Requirement: Substitute "murky water" for every "brown water" in the lines from the start of the records through the line with "[(309, 164)]", leaving all else unchanged. Give back only those lines.

[Object position labeling lines]
***
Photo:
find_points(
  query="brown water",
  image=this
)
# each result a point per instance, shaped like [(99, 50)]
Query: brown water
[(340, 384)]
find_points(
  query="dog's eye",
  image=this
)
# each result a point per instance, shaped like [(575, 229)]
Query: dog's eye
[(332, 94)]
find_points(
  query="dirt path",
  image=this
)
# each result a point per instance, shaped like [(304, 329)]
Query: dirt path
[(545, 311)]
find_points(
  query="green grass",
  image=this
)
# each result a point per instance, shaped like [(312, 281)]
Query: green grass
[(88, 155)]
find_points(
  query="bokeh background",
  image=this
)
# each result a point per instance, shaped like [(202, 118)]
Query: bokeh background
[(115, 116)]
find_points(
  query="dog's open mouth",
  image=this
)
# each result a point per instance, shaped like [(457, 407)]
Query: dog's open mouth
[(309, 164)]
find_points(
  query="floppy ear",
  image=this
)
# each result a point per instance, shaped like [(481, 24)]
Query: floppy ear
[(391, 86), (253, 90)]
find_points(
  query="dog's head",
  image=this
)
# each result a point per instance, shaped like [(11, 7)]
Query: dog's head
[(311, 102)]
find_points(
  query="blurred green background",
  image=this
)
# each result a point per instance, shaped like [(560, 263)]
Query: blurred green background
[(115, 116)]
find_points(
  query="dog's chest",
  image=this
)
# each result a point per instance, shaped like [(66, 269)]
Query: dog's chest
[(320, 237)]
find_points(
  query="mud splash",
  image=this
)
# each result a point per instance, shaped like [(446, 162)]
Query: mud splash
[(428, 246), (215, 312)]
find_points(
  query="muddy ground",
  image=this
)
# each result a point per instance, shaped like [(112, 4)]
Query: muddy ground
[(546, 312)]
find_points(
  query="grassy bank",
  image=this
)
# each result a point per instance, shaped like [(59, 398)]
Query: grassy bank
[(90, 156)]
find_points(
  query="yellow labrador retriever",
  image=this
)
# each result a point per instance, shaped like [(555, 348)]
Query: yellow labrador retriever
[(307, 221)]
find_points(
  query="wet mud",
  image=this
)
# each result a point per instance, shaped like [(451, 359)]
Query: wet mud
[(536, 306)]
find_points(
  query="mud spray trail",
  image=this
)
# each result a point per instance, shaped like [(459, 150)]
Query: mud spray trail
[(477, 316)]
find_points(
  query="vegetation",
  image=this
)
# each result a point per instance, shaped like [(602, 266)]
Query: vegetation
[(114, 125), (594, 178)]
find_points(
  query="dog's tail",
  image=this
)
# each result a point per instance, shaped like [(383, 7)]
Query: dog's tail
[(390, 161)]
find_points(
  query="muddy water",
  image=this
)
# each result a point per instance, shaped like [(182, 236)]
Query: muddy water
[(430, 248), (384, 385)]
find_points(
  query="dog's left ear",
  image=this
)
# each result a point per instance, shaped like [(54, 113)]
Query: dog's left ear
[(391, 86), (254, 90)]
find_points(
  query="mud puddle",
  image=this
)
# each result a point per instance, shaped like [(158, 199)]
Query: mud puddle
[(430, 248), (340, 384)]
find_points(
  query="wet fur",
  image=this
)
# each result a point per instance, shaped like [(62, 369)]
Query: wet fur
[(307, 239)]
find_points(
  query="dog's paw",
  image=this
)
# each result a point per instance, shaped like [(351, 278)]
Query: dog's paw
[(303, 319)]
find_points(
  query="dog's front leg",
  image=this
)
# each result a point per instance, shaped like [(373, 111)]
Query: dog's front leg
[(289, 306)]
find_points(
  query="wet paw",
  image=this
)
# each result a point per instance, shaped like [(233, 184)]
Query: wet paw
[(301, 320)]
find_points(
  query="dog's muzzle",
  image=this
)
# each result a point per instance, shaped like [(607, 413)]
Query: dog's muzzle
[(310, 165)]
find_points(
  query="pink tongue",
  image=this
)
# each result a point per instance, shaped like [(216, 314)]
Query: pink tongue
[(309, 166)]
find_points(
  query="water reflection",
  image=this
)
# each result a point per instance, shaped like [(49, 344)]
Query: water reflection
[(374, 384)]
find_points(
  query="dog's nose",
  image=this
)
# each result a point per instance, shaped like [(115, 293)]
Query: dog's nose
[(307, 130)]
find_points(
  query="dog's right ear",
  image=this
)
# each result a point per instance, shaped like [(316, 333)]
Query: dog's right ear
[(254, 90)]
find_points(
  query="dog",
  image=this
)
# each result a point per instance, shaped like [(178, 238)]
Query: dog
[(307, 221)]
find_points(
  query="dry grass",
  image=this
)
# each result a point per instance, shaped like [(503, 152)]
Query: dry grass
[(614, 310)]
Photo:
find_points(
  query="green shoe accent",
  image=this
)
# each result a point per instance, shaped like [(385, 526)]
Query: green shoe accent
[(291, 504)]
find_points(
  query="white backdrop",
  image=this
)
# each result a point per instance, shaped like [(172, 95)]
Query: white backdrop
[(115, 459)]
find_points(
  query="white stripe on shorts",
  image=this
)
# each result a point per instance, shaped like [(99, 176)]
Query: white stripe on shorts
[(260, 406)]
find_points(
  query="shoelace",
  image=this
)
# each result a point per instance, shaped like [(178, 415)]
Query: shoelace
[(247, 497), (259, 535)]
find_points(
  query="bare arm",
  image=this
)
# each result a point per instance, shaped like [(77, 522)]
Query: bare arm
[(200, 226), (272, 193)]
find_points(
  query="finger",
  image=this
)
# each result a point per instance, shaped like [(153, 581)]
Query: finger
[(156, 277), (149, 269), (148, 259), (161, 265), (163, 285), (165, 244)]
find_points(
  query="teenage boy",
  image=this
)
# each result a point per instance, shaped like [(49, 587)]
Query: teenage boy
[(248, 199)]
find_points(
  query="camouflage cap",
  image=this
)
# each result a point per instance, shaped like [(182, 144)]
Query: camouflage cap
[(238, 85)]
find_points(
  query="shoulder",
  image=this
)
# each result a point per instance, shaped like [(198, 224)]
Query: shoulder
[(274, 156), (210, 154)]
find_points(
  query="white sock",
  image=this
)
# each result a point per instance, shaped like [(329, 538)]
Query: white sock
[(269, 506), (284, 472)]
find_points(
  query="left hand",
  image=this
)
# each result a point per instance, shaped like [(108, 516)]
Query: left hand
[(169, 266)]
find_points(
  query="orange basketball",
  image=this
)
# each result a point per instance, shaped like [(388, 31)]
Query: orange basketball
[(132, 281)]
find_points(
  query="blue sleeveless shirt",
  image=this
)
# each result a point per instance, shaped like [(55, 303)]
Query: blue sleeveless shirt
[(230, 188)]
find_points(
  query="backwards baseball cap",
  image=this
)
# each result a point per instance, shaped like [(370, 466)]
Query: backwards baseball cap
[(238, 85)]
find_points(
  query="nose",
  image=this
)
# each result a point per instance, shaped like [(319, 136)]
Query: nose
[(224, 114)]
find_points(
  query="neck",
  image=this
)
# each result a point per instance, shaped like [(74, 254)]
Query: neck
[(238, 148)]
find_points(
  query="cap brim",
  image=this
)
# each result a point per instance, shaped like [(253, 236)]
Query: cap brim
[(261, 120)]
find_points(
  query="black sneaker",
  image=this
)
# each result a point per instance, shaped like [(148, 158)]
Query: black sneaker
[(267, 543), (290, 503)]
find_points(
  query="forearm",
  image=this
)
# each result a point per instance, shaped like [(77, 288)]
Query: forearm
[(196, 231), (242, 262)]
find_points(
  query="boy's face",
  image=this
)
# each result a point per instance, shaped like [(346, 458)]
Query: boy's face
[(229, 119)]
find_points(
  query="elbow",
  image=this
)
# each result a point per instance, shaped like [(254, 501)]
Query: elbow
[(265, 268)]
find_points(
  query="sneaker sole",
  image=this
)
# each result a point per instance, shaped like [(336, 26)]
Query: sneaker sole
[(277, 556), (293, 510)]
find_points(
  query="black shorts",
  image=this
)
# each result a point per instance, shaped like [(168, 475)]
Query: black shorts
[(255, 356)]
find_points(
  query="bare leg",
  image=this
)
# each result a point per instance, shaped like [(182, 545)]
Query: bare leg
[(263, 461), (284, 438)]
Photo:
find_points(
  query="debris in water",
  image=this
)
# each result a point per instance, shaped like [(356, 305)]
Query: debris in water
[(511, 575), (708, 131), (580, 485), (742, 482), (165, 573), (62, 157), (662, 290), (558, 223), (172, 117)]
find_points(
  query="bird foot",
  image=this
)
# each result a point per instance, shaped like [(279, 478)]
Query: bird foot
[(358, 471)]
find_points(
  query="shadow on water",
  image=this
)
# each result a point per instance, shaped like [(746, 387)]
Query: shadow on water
***
Answer to this problem:
Photo:
find_points(
  query="murky water",
  image=this
)
# each result a point per instance, shaped like [(99, 50)]
Query: murky water
[(340, 384)]
find_points(
  query="dog's eye",
  image=this
)
# each result a point per instance, shaped like [(575, 229)]
Query: dog's eye
[(332, 94)]
find_points(
  query="dirt path",
  image=this
)
# each result a point per instance, shaped like [(304, 329)]
Query: dirt path
[(545, 311)]
find_points(
  query="green grass",
  image=this
)
# each result a point per instance, shaped like [(312, 281)]
Query: green grass
[(88, 155)]
find_points(
  query="bokeh background",
  image=this
)
# each result a point per instance, shaped like [(202, 118)]
Query: bokeh background
[(115, 116)]
find_points(
  query="dog's open mouth",
  image=this
)
# each result a point per instance, shaped like [(457, 407)]
Query: dog's open mouth
[(309, 164)]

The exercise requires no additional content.